**Problem statement**
Please count the lines in the records below that contain the string "window", treating uppercase and lowercase as different, and reply with the number only.

━━━━━ Task data ━━━━━

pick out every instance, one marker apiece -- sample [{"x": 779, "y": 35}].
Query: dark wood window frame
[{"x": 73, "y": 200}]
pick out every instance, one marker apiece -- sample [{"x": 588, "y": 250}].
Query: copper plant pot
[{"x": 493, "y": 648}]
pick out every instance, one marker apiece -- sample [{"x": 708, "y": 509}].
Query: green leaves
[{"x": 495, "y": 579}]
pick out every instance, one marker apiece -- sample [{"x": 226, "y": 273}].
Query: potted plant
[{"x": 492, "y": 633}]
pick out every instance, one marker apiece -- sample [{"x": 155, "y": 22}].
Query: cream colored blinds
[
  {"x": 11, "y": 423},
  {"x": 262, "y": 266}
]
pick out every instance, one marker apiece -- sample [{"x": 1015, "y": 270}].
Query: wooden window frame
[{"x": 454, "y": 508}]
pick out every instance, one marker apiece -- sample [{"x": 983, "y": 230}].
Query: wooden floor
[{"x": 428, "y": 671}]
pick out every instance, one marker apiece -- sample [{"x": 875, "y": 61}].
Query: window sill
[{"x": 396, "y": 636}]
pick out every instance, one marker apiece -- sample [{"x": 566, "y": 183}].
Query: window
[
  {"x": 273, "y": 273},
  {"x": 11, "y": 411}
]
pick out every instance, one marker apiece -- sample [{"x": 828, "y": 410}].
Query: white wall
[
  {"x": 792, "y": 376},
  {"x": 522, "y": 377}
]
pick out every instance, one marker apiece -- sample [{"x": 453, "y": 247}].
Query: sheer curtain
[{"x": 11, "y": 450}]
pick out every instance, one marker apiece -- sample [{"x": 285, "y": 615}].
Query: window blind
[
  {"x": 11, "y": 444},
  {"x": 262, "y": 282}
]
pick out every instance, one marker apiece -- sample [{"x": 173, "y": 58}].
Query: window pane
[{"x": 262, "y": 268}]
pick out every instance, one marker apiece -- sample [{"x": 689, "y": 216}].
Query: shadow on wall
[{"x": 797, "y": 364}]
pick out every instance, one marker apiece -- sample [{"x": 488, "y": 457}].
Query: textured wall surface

━━━━━

**Final result**
6